● **Exercise description**
Rewrite the records below, substituting "standalone SVG document" for every occurrence of "complete SVG document" and leaving all other text unchanged.

● **Data to process**
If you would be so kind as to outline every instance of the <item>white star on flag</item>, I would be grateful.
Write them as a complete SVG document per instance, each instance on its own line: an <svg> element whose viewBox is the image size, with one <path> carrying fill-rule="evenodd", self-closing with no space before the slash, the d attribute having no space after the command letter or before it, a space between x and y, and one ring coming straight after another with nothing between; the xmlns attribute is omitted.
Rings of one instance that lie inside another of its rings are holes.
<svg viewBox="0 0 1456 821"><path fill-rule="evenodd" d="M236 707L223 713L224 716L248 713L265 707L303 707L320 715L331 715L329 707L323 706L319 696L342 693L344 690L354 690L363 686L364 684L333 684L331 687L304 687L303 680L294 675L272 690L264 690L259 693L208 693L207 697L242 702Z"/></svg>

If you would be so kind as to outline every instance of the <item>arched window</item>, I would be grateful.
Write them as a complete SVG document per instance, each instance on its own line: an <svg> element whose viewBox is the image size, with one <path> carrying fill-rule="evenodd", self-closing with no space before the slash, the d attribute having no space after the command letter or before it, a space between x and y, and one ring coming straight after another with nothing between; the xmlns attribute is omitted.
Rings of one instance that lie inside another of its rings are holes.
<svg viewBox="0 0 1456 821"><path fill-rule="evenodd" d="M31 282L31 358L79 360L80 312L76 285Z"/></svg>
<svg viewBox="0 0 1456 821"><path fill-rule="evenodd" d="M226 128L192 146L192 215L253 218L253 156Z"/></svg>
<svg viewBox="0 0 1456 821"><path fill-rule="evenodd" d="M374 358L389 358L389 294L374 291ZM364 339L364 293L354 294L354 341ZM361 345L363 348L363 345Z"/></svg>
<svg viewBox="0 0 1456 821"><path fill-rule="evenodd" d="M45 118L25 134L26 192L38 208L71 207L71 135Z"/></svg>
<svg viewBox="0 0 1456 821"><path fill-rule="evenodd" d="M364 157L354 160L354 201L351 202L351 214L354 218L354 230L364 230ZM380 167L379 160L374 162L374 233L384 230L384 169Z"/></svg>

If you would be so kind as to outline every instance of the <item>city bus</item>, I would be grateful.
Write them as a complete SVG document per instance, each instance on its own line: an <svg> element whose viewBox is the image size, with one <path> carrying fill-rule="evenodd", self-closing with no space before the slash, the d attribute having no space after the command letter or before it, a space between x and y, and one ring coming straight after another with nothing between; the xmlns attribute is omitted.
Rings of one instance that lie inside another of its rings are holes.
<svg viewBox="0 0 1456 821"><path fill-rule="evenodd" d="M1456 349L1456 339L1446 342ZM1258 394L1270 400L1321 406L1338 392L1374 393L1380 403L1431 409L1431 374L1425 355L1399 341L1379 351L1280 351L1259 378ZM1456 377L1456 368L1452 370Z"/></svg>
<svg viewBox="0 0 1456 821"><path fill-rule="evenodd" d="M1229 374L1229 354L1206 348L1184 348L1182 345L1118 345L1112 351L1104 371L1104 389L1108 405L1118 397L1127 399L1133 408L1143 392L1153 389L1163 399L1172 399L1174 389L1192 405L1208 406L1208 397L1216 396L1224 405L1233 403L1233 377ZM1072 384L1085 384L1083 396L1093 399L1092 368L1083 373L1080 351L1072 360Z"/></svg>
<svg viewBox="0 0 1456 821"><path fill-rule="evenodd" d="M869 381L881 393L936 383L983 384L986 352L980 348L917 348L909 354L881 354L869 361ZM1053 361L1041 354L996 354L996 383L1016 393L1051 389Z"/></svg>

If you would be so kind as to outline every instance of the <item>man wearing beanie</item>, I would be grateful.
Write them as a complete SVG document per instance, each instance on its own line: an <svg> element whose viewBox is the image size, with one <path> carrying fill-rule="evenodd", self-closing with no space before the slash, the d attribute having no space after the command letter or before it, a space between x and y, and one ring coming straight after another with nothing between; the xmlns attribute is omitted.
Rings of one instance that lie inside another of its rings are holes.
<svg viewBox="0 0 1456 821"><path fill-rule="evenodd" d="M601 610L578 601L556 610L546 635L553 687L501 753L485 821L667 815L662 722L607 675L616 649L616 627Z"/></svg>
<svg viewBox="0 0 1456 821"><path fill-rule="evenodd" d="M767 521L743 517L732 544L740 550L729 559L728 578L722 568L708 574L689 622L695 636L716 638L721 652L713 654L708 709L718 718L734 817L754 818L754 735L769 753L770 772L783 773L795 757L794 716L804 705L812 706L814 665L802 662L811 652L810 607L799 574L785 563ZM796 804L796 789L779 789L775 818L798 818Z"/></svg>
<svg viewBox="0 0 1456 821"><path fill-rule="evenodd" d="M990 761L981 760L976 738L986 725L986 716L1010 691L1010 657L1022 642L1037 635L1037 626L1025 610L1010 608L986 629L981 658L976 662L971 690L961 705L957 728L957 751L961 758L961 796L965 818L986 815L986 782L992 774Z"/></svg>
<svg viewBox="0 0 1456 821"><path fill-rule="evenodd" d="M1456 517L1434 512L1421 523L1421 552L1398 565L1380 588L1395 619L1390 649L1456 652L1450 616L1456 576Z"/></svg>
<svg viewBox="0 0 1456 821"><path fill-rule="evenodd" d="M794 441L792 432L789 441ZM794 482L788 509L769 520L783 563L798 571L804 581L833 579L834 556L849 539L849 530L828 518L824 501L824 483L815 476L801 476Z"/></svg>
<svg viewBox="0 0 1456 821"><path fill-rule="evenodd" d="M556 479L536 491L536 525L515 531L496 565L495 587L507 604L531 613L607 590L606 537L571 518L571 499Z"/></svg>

● **The answer**
If you would be so kind as to outline every instance of the <item>white star on flag</item>, I would be grateful.
Write them as a standalone SVG document per instance, each instance on its own line: an <svg> element whose viewBox is the image size, with one <path> carrying fill-rule="evenodd", self-closing with no space before the slash, the d attribute having no space after the command letter or before it, a space between x and y, and one ring coming straight after another with nothing between; the xmlns attribute is omitted.
Rings of one instance that lie inside another of its rings are holes.
<svg viewBox="0 0 1456 821"><path fill-rule="evenodd" d="M236 707L223 713L224 716L248 713L265 707L303 707L320 715L331 715L329 707L323 706L319 696L342 693L344 690L354 690L363 686L364 684L333 684L331 687L304 687L303 680L294 675L272 690L264 690L259 693L208 693L207 697L242 702Z"/></svg>

If you would be so kind as to outline every instance of the <item>arched window</item>, I would be grateful.
Write them as a standalone SVG document per instance, each instance on its own line: an <svg> element whose viewBox is the image size, with one <path> carrying fill-rule="evenodd", self-closing with no space before the slash, the d attribute having no space after the command letter or before it, a space between x and y, and one ring coming straight after another with nothing between; the xmlns attribute is omitted.
Rings of one instance that lie inside another of its rings are holes.
<svg viewBox="0 0 1456 821"><path fill-rule="evenodd" d="M31 282L31 358L79 360L80 312L76 285Z"/></svg>
<svg viewBox="0 0 1456 821"><path fill-rule="evenodd" d="M226 128L192 146L192 215L253 218L253 156Z"/></svg>
<svg viewBox="0 0 1456 821"><path fill-rule="evenodd" d="M374 358L389 358L389 294L374 291ZM364 339L364 293L354 294L354 341ZM361 345L363 348L363 345Z"/></svg>
<svg viewBox="0 0 1456 821"><path fill-rule="evenodd" d="M45 118L25 134L26 192L38 208L71 207L71 135Z"/></svg>
<svg viewBox="0 0 1456 821"><path fill-rule="evenodd" d="M364 157L354 160L354 201L351 202L351 214L354 218L354 230L364 230ZM380 167L379 160L374 162L374 233L384 230L384 169Z"/></svg>

If you would be so kind as to outline every instance of the <item>city bus</item>, I would be grateful.
Write them as a standalone SVG document per instance, each instance on its own line: an <svg> element whose viewBox is the image size, with one <path> carrying fill-rule="evenodd", self-closing with no space before the slash, the d attribute having no space after the command letter or before it, a space between x and y, and one ring coming straight after another with nothing between; the xmlns attribute is omitted.
Rings of one instance that lie inside another of its rings are holes.
<svg viewBox="0 0 1456 821"><path fill-rule="evenodd" d="M1456 349L1456 339L1446 342ZM1258 394L1270 400L1321 406L1338 392L1374 393L1380 403L1431 409L1431 374L1425 355L1399 341L1379 351L1280 351L1259 378ZM1456 377L1456 368L1452 370Z"/></svg>
<svg viewBox="0 0 1456 821"><path fill-rule="evenodd" d="M1229 374L1229 354L1206 348L1184 348L1182 345L1118 345L1112 351L1104 371L1104 389L1108 405L1118 397L1127 399L1133 408L1143 392L1153 389L1163 399L1172 399L1174 389L1192 405L1208 406L1208 397L1216 396L1224 405L1233 403L1233 377ZM1072 384L1085 384L1083 396L1093 399L1092 368L1083 373L1080 351L1072 360Z"/></svg>
<svg viewBox="0 0 1456 821"><path fill-rule="evenodd" d="M869 381L881 393L936 383L983 384L986 352L980 348L917 348L909 354L881 354L869 361ZM1053 361L1041 354L996 354L996 383L1016 393L1051 389Z"/></svg>

If you would be so kind as to outline every instance of the <item>man wearing beanie</item>, I would be grateful.
Write them as a standalone SVG document per instance, each instance on its own line: an <svg> element whose viewBox is the image size, with one <path> carrying fill-rule="evenodd", self-closing with no space before the slash, the d attribute having no space after the command letter or before it, a space between x and y, and one ring coming straight after another with nothing between; the xmlns attribute is omitted.
Rings of one instance that lie inside another of its rings are holes.
<svg viewBox="0 0 1456 821"><path fill-rule="evenodd" d="M601 610L578 601L556 610L546 635L553 687L501 753L485 821L667 815L662 722L607 675L616 649L616 627Z"/></svg>
<svg viewBox="0 0 1456 821"><path fill-rule="evenodd" d="M767 521L743 517L732 544L740 550L729 559L728 578L722 568L708 574L689 622L695 636L716 638L721 652L713 654L708 709L718 718L734 817L754 818L754 735L769 753L770 772L783 773L795 757L794 716L804 705L812 706L814 665L802 662L811 652L810 607L799 574L785 563ZM796 804L796 789L779 789L775 818L798 818Z"/></svg>
<svg viewBox="0 0 1456 821"><path fill-rule="evenodd" d="M990 761L981 760L976 738L986 725L986 716L1010 691L1010 657L1022 642L1037 635L1037 626L1025 610L1010 608L986 629L981 658L976 662L971 690L961 705L957 728L957 751L961 758L961 796L965 818L986 815L986 782L992 774Z"/></svg>
<svg viewBox="0 0 1456 821"><path fill-rule="evenodd" d="M1456 517L1434 512L1421 523L1421 552L1398 565L1380 588L1395 619L1390 649L1456 652L1450 616L1456 576Z"/></svg>
<svg viewBox="0 0 1456 821"><path fill-rule="evenodd" d="M794 441L792 432L789 441ZM794 482L788 509L769 520L783 563L798 571L804 581L833 579L834 556L849 539L849 530L828 518L824 501L824 483L815 476L801 476Z"/></svg>
<svg viewBox="0 0 1456 821"><path fill-rule="evenodd" d="M556 479L536 491L536 525L515 531L496 565L495 587L507 604L531 613L607 590L606 537L571 518L571 499Z"/></svg>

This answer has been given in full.